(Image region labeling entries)
╭──
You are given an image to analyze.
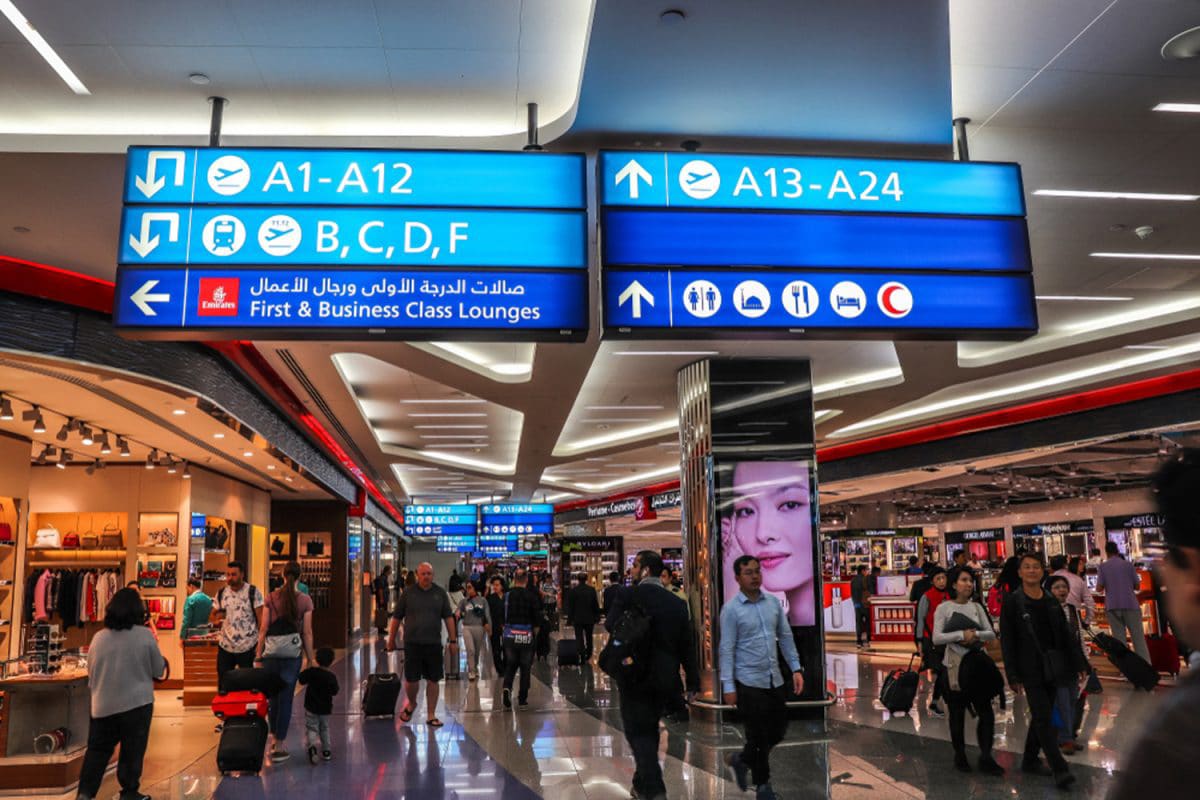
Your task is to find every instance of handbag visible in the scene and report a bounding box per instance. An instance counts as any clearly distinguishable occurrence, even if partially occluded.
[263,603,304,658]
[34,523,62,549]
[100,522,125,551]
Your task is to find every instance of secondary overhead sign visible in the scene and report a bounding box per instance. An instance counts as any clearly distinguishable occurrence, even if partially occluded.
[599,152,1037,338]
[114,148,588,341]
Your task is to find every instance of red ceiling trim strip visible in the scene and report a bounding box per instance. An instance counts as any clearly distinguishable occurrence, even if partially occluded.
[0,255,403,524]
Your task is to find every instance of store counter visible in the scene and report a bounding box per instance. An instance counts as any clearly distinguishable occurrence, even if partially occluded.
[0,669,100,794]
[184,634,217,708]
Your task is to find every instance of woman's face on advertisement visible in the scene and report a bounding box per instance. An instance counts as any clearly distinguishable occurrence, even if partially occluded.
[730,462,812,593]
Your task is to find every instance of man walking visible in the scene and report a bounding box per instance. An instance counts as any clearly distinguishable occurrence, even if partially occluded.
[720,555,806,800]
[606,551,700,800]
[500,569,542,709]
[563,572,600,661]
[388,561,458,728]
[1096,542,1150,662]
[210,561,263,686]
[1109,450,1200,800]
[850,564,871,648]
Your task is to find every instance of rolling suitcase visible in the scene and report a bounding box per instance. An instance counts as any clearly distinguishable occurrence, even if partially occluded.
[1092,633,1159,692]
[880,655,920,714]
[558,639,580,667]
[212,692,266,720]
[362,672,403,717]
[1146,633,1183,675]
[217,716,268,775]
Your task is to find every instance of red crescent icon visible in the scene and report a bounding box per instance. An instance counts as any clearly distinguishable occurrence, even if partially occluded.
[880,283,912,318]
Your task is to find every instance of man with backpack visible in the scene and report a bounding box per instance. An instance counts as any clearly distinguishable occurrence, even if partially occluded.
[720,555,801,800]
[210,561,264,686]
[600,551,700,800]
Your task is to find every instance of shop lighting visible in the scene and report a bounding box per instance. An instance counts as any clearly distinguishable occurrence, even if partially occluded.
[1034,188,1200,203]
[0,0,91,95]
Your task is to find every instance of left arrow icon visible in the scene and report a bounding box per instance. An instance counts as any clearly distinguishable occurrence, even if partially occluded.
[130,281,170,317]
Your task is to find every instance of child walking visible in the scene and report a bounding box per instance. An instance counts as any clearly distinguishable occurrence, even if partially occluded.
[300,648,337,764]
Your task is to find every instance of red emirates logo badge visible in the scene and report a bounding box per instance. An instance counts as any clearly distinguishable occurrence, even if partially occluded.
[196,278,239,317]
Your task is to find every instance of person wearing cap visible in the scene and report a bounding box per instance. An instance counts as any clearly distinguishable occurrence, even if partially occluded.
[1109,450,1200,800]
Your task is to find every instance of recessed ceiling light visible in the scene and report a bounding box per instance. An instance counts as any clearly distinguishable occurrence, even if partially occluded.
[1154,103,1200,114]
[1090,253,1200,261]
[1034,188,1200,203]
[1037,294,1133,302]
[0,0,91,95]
╰──
╭──
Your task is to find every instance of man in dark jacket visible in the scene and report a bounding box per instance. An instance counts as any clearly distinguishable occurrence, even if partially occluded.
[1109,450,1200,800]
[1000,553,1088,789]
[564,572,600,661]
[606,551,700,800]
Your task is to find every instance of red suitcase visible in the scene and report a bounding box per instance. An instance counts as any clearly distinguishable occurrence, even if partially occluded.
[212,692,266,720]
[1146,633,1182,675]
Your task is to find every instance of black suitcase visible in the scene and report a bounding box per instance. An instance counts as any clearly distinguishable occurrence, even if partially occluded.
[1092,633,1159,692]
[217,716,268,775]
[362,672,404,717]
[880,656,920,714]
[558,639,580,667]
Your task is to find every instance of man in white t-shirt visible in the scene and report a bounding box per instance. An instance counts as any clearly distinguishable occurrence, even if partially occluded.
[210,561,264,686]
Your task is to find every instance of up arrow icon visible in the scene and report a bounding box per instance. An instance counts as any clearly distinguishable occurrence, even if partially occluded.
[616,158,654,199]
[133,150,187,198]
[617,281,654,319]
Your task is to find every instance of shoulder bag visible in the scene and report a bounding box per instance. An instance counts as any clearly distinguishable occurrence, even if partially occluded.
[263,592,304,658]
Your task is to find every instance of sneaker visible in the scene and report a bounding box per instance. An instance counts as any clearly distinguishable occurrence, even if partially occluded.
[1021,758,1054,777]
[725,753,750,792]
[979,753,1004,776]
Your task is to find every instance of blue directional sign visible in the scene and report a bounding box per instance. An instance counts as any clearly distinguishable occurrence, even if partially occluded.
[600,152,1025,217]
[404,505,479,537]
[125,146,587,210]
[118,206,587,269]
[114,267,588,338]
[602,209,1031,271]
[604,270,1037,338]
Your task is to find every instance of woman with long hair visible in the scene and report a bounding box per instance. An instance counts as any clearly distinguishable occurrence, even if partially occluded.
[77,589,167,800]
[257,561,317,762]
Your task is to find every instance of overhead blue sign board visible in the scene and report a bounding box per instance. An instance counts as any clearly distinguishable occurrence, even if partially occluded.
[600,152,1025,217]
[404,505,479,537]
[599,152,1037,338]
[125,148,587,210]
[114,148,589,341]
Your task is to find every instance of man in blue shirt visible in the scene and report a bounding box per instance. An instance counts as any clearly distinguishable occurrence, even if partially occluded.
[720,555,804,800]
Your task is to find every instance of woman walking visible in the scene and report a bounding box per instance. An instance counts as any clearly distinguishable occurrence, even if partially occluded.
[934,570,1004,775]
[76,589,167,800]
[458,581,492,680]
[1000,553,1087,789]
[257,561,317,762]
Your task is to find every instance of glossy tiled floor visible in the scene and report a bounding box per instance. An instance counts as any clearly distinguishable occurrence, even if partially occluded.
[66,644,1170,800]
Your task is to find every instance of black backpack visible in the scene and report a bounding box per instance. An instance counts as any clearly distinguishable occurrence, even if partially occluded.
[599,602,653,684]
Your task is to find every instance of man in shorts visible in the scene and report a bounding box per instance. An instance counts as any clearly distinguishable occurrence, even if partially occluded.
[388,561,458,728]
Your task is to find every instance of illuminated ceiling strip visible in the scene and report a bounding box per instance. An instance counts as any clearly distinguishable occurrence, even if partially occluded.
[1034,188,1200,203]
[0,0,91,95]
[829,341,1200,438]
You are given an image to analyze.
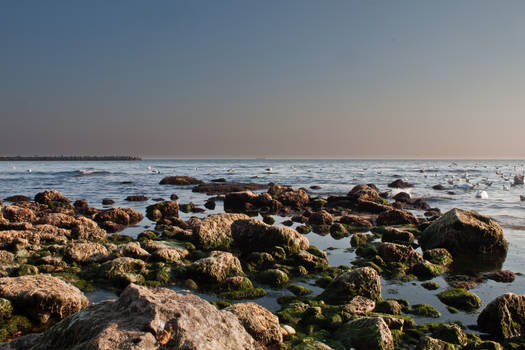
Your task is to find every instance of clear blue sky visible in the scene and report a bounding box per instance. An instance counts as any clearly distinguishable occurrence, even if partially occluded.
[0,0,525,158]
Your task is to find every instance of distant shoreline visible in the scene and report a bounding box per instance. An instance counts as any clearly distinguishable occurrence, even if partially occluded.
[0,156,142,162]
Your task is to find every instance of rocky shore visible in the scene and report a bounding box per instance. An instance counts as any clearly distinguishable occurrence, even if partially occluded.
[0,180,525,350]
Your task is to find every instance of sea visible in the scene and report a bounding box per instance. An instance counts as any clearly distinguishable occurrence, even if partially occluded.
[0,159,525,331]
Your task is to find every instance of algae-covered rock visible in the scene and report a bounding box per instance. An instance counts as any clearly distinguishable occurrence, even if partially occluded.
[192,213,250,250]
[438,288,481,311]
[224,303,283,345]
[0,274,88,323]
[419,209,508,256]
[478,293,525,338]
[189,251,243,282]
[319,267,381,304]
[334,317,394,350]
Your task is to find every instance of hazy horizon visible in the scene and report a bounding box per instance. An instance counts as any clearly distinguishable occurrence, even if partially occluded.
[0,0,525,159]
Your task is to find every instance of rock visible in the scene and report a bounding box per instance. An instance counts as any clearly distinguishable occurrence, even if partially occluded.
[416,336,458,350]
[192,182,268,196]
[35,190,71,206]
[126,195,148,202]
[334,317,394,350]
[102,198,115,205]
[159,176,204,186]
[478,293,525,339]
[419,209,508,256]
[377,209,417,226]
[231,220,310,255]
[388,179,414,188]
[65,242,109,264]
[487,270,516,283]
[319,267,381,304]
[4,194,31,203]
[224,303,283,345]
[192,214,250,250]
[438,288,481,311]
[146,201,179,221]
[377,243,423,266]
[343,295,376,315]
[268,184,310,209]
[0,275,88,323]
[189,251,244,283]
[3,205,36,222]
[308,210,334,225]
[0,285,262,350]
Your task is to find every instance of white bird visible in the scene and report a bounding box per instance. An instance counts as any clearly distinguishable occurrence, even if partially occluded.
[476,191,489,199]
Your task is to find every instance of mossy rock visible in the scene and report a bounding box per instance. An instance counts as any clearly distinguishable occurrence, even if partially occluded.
╰──
- What to produce -
Shift every coordinate in the answers up by 128, and give the records again from the line with "Your task is to find every instance of distant" to the line with "[0,180,525,350]", including the requests as they stand.

- Solution for this problem -
Your task is to find every instance of distant shoreline visible in the scene and report a bounding box per instance. An instance counts as any clearly distinguishable occurrence, even if partially occluded.
[128,284,270,290]
Your task is to find every instance of rocky shore visible in the scene and report a bounding box per instance. An instance counts as any clearly distinguishable occurrence, even if partially occluded.
[128,308,653,478]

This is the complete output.